■ **SUPPLIED RECORDS**
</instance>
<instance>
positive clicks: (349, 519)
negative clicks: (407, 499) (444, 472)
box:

■ **PROBLEM DESCRIPTION**
Extract every entry in the listing word for word.

■ **YOUR SOLUTION**
</instance>
<instance>
positive clicks: (349, 519)
negative clicks: (407, 499) (444, 472)
box:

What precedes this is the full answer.